| OBJECTIF DE LA TÂCHE |
Recopiez fidèlement, dans le texte sur les adaptations télévisées de Stephen King, le passage qui s'ouvre sur les mots contenant « Les films TV » et se clôt sur « romans-fleuve de King ? ».

| PASSAGE DU TEXTE |

- - - -

Les films TV et les mini-séries.
Depuis quelques années, l’œuvre
de Stephen King semble avoir trouvé une nouvelle dimension d’expression,
à savoir la télévision note
1. Que ce soit It, Les Langoliers
ou Le Fléau, les adaptations TV présentent à
la fois des avantages et des défauts.
La télévision, une solution aux romans-fleuve de King ?
La principale difficulté rencontrée par tout scénariste s’attelant à l’adaptation de King réside souvent dans l’extrême longueur de ses livres. Impossible de faire tenir les 1200 pages d’un Fléau, les 1200 pages d’un Ça ou les 800 pages d’un Tommyknockers en 1 heures 30 – 2 heures de film. A moins d’effectuer des choix, souvent cornéliens. Ainsi Cujo se vide de sa connotation fantastique pour devenir qu’un modeste thriller de série B. Les livres de King ont un contenu psychologique extrêmement ardu à rendre sur un écran, ou alors au risque de s’empêtrer dans des digressions ennuyeuses.

- - - -

| DONNÉES ENREGISTRÉES |
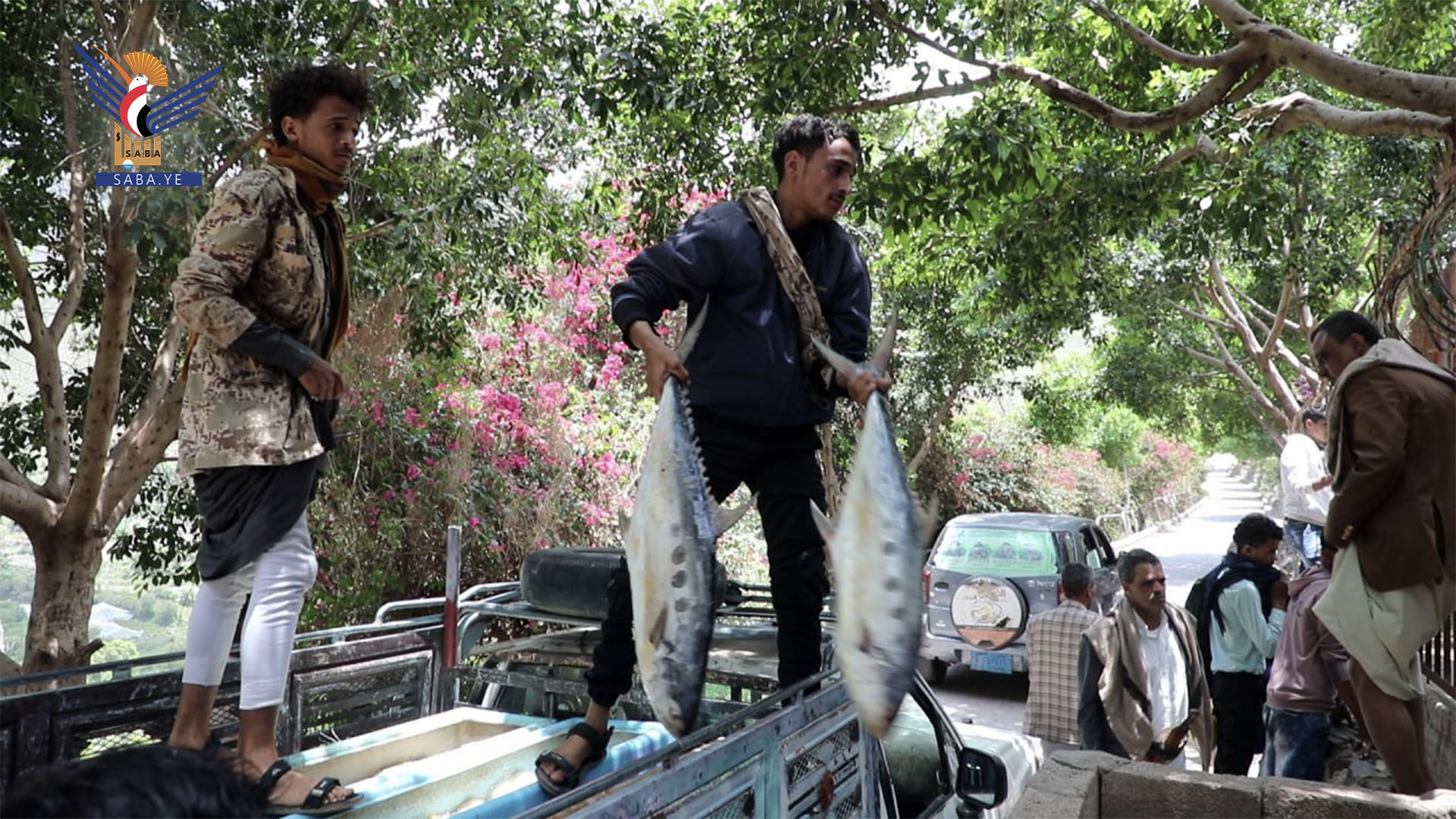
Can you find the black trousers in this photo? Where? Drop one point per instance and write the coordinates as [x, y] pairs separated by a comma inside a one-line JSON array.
[[1238, 707], [783, 468]]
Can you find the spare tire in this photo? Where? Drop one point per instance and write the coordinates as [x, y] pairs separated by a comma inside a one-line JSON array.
[[989, 613], [574, 582]]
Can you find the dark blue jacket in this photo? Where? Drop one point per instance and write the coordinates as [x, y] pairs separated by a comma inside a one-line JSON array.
[[746, 363]]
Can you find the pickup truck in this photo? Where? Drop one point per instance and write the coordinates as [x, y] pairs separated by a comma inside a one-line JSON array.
[[449, 723]]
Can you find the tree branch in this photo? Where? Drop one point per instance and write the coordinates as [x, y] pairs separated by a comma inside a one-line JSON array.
[[372, 231], [1285, 295], [1204, 318], [1296, 110], [12, 475], [121, 264], [915, 96], [237, 153], [1210, 95], [1261, 74], [878, 11], [25, 507], [1156, 47], [1204, 357], [1378, 83], [1203, 146], [162, 366], [76, 200], [137, 455], [42, 347]]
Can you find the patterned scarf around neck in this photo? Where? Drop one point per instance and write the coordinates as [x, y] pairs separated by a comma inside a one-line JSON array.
[[318, 186]]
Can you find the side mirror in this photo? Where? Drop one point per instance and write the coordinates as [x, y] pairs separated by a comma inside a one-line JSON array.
[[981, 779]]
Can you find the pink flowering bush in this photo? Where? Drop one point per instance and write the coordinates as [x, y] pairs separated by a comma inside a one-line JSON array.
[[528, 436], [983, 464]]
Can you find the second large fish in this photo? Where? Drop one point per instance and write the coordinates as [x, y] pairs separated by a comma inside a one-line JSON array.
[[874, 548], [669, 544]]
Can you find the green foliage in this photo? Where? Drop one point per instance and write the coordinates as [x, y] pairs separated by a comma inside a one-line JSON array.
[[1119, 436]]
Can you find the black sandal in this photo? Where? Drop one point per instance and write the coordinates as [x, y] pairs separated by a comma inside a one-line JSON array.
[[313, 805], [599, 751]]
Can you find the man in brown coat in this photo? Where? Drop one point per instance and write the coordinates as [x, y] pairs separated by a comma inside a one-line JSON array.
[[1392, 452]]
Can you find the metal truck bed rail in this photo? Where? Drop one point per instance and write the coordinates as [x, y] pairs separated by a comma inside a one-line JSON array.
[[811, 739]]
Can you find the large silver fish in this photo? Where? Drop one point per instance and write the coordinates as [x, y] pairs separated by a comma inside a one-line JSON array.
[[669, 544], [874, 550]]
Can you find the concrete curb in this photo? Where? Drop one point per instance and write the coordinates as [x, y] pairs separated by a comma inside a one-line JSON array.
[[1136, 537]]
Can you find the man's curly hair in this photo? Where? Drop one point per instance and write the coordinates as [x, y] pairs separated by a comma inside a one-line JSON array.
[[297, 93]]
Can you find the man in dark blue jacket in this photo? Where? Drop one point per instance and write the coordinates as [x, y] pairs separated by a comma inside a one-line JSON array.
[[755, 407]]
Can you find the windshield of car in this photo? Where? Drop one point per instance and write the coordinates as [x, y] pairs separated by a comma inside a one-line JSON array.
[[1006, 553]]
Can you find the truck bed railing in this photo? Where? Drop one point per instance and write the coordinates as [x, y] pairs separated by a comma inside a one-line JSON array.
[[816, 742]]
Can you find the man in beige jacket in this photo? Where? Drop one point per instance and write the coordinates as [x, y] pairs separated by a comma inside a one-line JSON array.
[[1392, 452], [1144, 689]]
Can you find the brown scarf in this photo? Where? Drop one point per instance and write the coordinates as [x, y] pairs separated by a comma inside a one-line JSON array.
[[318, 188]]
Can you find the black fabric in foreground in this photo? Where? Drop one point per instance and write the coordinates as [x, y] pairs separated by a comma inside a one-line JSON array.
[[248, 509]]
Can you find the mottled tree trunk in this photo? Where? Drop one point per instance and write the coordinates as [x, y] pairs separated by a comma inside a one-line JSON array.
[[58, 632]]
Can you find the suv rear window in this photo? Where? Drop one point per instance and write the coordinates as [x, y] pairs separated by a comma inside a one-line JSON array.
[[1006, 553]]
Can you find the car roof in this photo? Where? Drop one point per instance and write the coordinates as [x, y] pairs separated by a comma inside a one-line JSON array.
[[1021, 521]]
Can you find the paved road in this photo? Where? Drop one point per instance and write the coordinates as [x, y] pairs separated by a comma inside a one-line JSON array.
[[1187, 550]]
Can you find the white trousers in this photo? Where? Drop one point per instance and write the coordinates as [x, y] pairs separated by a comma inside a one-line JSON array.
[[277, 580]]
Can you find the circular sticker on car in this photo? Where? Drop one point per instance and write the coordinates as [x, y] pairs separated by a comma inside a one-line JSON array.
[[987, 613]]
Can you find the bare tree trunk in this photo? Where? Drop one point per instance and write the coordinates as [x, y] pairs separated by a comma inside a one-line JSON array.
[[58, 632]]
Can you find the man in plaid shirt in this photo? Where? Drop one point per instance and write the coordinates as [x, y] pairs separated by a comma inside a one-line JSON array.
[[1053, 640]]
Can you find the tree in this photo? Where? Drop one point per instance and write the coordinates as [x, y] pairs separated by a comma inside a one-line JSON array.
[[1421, 270], [93, 265]]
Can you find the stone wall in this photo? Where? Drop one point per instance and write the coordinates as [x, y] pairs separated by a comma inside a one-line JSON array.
[[1440, 733], [1092, 784]]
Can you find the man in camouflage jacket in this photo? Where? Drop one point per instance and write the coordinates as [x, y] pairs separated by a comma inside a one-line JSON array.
[[265, 297]]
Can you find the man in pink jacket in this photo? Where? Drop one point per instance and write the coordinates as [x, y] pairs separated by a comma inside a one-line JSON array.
[[1310, 673]]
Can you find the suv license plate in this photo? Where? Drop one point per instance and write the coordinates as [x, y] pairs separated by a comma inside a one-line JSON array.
[[989, 662]]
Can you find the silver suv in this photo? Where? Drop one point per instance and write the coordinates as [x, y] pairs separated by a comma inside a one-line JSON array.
[[987, 575]]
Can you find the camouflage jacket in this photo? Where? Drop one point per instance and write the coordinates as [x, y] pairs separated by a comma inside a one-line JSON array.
[[254, 257]]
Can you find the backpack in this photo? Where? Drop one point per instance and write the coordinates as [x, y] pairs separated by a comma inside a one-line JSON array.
[[1197, 605]]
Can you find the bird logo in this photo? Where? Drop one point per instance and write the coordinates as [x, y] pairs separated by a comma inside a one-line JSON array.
[[128, 102]]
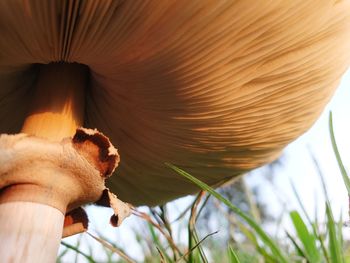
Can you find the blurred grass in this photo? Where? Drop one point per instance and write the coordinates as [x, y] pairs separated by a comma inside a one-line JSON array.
[[311, 241]]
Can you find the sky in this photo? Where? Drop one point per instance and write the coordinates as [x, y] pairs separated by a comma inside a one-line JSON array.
[[297, 167]]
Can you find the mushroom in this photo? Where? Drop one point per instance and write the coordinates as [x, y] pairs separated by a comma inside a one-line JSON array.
[[215, 87]]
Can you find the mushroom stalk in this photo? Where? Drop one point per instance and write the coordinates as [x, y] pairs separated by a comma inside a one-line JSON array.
[[31, 218]]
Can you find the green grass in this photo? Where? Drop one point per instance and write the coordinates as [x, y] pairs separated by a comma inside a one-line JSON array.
[[310, 241]]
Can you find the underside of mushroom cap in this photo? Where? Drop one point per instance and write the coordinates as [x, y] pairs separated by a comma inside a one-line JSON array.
[[217, 88]]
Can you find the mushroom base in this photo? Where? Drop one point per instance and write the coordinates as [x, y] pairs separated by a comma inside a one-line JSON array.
[[56, 177]]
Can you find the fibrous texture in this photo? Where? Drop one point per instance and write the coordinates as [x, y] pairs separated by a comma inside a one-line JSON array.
[[216, 87]]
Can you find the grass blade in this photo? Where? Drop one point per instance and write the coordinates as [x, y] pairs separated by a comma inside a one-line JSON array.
[[263, 236], [307, 239], [334, 246]]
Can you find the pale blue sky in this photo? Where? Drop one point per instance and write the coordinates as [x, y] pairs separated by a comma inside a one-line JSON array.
[[297, 167]]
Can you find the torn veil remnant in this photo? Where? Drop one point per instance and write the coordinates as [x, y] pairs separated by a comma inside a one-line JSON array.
[[72, 173]]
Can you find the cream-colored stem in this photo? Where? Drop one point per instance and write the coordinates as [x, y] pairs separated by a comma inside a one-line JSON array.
[[57, 107], [29, 231]]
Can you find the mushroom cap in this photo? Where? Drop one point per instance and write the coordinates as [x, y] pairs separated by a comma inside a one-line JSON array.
[[215, 87]]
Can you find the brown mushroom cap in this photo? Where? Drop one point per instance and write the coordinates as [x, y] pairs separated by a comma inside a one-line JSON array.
[[215, 87]]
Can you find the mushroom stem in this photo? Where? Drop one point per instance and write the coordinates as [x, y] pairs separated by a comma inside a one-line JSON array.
[[30, 231], [57, 107]]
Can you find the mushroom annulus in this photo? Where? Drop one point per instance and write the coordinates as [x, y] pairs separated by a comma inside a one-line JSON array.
[[217, 88]]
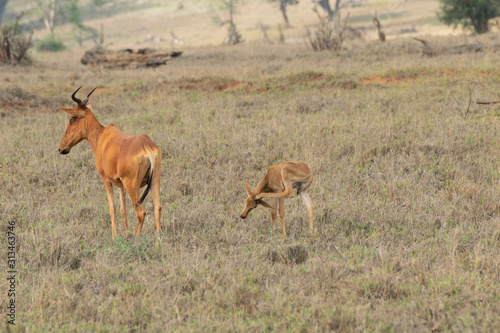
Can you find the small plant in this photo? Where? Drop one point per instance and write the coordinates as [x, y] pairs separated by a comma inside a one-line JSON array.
[[50, 44], [329, 35]]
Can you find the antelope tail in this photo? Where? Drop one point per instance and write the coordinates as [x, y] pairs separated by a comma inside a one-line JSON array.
[[152, 162]]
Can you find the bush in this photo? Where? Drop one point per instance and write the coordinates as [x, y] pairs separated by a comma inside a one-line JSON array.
[[468, 14], [50, 45], [14, 45]]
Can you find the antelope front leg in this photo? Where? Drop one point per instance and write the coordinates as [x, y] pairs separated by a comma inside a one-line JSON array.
[[310, 210], [282, 216], [133, 189], [112, 212], [273, 212], [123, 207]]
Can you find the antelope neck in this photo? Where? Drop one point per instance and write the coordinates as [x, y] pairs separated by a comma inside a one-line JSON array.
[[93, 130]]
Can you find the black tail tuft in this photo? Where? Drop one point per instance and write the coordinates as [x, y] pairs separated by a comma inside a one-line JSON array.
[[146, 191]]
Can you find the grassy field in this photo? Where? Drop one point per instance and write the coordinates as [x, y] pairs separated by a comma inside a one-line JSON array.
[[406, 192]]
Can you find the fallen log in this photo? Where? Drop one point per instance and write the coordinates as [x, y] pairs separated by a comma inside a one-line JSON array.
[[431, 51], [127, 58]]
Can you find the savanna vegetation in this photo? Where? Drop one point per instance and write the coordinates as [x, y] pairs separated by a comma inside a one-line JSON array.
[[406, 194], [406, 188]]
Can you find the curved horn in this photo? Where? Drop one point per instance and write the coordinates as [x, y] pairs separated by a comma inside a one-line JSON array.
[[79, 101], [87, 99]]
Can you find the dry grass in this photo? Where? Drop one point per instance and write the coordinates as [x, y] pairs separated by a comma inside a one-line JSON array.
[[406, 194]]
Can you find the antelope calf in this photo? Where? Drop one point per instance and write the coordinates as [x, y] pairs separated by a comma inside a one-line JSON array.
[[278, 183], [127, 161]]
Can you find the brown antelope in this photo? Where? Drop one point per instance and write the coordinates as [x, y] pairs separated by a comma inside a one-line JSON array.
[[124, 160], [278, 183]]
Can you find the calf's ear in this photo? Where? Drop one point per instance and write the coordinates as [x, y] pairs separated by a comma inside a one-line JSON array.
[[73, 111]]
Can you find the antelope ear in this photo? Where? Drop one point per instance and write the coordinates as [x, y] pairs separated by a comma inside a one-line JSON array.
[[73, 111], [265, 204], [249, 190]]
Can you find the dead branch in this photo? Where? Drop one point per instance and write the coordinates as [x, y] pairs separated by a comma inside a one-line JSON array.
[[381, 34], [14, 46], [127, 58], [427, 50], [487, 103]]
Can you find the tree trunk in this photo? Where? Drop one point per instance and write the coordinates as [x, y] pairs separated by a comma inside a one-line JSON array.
[[325, 4], [482, 27], [2, 8], [283, 11]]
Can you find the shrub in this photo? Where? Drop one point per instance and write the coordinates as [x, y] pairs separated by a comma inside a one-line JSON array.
[[14, 45], [50, 45], [469, 13]]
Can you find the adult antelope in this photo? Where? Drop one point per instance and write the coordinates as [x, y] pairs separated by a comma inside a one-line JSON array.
[[278, 183], [124, 160]]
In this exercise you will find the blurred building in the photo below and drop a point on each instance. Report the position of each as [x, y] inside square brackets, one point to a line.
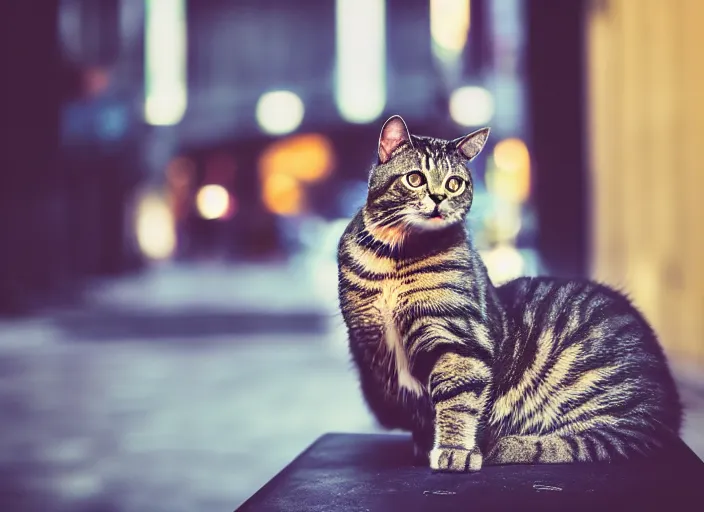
[646, 110]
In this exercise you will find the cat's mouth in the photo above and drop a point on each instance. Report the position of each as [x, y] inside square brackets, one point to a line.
[436, 215]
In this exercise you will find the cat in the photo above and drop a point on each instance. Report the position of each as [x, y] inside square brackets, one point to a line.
[538, 370]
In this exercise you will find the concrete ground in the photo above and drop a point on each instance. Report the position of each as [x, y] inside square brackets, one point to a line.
[182, 390]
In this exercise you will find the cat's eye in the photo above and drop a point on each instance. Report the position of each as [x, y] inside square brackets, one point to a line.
[415, 179]
[454, 184]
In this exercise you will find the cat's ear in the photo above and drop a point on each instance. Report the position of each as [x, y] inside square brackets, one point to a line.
[393, 134]
[471, 145]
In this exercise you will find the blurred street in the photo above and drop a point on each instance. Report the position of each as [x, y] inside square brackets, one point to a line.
[104, 410]
[96, 418]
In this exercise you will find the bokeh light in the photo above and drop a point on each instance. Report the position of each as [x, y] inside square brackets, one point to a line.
[360, 81]
[449, 26]
[213, 202]
[512, 155]
[503, 263]
[154, 228]
[308, 157]
[165, 83]
[471, 106]
[279, 112]
[282, 194]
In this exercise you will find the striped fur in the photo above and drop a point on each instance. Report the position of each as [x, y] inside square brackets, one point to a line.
[537, 370]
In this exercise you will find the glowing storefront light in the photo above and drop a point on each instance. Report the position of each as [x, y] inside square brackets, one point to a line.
[165, 87]
[449, 26]
[360, 80]
[156, 235]
[471, 106]
[279, 112]
[213, 202]
[282, 194]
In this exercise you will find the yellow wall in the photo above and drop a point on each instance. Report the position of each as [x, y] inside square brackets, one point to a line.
[646, 109]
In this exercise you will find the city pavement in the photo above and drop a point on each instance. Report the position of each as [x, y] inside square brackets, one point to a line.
[184, 389]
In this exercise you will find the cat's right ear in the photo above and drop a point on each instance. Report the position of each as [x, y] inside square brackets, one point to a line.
[393, 134]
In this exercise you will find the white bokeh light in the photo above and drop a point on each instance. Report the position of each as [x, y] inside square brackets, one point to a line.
[279, 112]
[360, 71]
[471, 106]
[213, 202]
[165, 83]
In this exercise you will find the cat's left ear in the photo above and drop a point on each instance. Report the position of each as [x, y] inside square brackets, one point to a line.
[471, 145]
[393, 134]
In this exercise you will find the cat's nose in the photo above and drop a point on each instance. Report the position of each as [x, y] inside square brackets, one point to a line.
[438, 198]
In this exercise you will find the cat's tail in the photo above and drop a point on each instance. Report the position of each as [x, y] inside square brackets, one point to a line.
[586, 446]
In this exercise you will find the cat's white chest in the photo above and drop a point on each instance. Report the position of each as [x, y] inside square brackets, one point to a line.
[386, 304]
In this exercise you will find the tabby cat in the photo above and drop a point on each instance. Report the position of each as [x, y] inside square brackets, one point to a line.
[538, 370]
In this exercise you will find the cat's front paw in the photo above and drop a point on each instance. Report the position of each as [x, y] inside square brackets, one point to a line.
[455, 459]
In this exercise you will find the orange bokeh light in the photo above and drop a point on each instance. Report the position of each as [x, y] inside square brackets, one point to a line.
[511, 177]
[308, 158]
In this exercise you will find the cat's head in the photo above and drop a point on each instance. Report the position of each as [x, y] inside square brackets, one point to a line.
[420, 183]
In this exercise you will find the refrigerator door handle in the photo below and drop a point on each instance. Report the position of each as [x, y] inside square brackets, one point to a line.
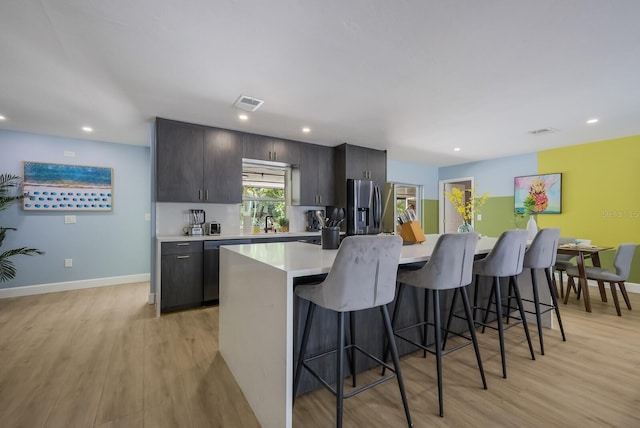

- - - -

| RÉPONSE PROPOSÉE |
Les films TV et les mini-séries.
Depuis quelques années, l’œuvre
de Stephen King semble avoir trouvé une nouvelle dimension d’expression,
à savoir la télévision note
1. Que ce soit It, Les Langoliers
ou Le Fléau, les adaptations TV présentent à
la fois des avantages et des défauts.
La télévision, une solution aux romans-fleuve de King ?